● **Exercise passage**:

Content starts

The following conditions inhibit the TCA cycle:
- Hyperammonemia: a condition defined by an excess of ammonia in the blood. It may be acquired (liver disease) or hereditary (urea cycle enzyme deficiencies). In hyperammonemia, the level of α-ketoglutarate rises, inhibiting the TCA cycle. It presents as asterixis, slurring of speech, somnolence, vomiting, cerebral edema, and blurry vision.
- Thiamine deficiency: a condition that occurs due to malnutrition and/or alcoholism, which inhibits the enzyme α-ketoglutarate dehydrogenase via a lack of one of its cofactors (thiamine). This leads to the accumulation of glutamate, leading to Wernicke’s encephalopathy. It presents as a triad of confusion, ophthalmoplegia, and ataxia.

Content ends

● **Questions**:
1. Answer these questions using the passage on TCA cycle inhibition.
(a) What two kinds of origin can hyperammonemia have, according to the passage?
(b) Which enzyme does thiamine deficiency inhibit?
(c) What does the passage give as the causes of thiamine deficiency?
2. Reproduce the passage on TCA cycle inhibition starting with "The following conditions" and going on through "ophthalmoplegia, and ataxia.".
3. Write the next part of the passage on TCA cycle inhibition, carrying on after its final sentence.

● **Data entries**:

Content starts

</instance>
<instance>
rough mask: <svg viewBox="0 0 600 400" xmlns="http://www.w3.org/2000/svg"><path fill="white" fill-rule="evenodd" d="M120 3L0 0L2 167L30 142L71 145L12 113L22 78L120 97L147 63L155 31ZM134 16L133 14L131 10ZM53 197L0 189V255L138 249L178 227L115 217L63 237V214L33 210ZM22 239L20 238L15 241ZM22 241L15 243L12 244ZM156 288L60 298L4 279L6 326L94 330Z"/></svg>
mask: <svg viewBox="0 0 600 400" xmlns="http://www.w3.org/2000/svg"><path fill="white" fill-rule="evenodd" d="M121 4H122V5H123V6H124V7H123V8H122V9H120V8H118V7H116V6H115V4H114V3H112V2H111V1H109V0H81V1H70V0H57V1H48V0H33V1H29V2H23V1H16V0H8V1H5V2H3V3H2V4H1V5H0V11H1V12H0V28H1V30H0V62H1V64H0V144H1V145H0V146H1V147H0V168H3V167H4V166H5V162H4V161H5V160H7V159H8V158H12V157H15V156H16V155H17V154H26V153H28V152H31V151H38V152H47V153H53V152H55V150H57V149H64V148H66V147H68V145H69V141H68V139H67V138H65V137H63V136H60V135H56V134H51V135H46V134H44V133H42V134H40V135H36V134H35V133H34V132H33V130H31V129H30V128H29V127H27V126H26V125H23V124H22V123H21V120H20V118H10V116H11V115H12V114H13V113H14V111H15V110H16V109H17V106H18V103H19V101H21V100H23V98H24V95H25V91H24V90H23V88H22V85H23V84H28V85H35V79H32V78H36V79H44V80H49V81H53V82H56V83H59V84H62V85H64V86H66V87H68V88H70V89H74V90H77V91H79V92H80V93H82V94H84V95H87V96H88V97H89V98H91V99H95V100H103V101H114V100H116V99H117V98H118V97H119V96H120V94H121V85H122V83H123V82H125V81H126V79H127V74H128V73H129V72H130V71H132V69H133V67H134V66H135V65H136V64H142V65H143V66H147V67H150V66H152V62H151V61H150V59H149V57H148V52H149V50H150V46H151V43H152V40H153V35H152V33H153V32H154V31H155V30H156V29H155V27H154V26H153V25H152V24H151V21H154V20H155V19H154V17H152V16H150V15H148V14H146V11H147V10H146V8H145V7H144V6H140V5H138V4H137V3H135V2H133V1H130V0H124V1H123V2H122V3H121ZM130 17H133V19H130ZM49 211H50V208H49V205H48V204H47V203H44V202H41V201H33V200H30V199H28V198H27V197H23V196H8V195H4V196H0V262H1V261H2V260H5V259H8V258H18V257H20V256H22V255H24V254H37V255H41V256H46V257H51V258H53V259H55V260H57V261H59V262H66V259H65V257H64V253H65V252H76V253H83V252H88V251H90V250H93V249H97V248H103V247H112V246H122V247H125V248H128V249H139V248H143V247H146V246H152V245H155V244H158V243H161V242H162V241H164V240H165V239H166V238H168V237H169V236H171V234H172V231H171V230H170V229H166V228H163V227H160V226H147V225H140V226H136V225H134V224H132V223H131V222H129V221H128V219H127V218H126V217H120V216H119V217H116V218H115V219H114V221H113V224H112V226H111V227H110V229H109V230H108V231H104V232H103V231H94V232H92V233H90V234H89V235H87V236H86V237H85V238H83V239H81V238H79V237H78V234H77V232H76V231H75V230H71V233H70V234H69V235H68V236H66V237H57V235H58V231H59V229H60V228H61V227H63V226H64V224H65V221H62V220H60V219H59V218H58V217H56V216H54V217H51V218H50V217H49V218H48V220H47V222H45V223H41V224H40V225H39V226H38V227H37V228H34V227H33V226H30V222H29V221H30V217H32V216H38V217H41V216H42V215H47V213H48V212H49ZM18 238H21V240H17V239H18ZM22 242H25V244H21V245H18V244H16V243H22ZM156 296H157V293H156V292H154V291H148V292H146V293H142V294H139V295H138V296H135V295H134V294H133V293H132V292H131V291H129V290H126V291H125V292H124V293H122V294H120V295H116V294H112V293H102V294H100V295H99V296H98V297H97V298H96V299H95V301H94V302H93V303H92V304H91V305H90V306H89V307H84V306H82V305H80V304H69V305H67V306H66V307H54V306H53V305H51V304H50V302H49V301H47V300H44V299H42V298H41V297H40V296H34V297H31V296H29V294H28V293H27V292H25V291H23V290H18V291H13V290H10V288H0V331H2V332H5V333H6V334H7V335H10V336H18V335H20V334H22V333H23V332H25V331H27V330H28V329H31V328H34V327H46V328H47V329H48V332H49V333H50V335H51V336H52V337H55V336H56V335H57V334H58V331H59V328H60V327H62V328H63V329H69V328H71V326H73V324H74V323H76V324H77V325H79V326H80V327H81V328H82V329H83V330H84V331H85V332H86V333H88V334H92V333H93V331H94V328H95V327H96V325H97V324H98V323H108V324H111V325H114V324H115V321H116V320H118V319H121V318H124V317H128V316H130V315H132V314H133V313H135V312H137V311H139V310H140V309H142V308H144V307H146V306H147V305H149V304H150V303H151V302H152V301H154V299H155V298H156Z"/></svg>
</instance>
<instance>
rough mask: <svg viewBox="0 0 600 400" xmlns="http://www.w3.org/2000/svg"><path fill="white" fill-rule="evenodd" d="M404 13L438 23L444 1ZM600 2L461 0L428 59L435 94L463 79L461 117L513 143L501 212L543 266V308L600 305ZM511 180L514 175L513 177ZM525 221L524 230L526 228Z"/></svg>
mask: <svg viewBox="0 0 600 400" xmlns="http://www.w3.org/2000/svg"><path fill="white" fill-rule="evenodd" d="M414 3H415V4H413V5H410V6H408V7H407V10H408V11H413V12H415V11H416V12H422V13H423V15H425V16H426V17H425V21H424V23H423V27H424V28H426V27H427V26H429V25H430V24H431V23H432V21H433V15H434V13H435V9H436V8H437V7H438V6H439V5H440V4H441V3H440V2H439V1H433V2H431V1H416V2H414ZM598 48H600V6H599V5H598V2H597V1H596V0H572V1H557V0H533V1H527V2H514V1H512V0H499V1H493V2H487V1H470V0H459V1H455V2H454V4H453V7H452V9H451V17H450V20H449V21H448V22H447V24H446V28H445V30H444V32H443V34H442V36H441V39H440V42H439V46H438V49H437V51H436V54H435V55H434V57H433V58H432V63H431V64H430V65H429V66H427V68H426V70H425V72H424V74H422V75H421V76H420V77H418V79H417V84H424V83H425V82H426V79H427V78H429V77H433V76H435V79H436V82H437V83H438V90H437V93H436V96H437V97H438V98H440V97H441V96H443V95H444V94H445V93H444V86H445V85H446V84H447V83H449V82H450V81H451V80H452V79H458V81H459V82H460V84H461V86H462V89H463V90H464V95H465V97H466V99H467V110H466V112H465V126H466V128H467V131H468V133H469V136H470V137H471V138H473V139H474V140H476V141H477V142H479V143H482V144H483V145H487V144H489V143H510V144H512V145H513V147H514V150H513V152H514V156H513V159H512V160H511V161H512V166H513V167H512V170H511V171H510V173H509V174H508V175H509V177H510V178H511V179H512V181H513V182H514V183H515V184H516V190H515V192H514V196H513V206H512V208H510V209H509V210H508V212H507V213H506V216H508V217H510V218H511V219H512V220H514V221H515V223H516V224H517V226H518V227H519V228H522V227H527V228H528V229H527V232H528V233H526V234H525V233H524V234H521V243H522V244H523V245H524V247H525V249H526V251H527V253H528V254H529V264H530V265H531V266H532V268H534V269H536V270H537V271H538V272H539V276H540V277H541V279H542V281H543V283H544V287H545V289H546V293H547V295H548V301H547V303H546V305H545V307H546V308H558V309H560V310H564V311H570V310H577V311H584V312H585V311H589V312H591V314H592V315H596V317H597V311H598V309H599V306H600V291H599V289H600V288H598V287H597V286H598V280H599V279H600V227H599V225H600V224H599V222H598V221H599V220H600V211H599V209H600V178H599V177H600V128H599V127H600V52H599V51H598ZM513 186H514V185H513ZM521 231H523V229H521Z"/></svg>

Content ends
Content starts

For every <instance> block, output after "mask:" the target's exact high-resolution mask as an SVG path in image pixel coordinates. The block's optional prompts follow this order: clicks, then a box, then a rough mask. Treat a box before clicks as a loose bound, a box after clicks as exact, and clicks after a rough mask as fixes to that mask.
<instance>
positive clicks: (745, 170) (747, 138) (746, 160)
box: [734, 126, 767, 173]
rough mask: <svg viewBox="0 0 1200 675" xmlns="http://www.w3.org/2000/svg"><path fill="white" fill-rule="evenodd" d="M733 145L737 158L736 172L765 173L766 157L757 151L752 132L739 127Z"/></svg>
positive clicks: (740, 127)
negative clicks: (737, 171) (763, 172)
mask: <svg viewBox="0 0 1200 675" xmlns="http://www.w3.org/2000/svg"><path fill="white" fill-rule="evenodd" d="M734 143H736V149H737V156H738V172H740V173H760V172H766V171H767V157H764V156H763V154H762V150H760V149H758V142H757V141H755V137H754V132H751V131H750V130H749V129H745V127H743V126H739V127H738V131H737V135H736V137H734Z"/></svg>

Content ends

● **Outputs by task**:
1.
(a) It may be acquired (liver disease) or hereditary (urea cycle enzyme deficiencies).
(b) α-ketoglutarate dehydrogenase.
(c) Malnutrition and/or alcoholism.

2.
The following conditions inhibit the TCA cycle:
- Hyperammonemia: a condition defined by an excess of ammonia in the blood. It may be acquired (liver disease) or hereditary (urea cycle enzyme deficiencies). In hyperammonemia, the level of α-ketoglutarate rises, inhibiting the TCA cycle. It presents as asterixis, slurring of speech, somnolence, vomiting, cerebral edema, and blurry vision.
- Thiamine deficiency: a condition that occurs due to malnutrition and/or alcoholism, which inhibits the enzyme α-ketoglutarate dehydrogenase via a lack of one of its cofactors (thiamine). This leads to the accumulation of glutamate, leading to Wernicke’s encephalopathy. It presents as a triad of confusion, ophthalmoplegia, and ataxia.

3.
- Diabetic ketoacidosis: a condition primarily seen in patients with type I diabetes mellitus, which is caused by insufficient insulin levels. It presents with hyperglycemia, polyuria, polydipsia, nausea, vomiting, and volume depletion. It can inhibit the TCA cycle by lowering the levels of oxaloacetate.
- Alcohol use disorder: Alcoholism is a level of alcohol consumption that exceeds the sociocultural standard. The condition is marked by mental and physical addiction with an irresistible desire for alcohol and tolerance of the drug. It can inhibit the TCA cycle by causing a rise in the NADH/NAD+ ratio.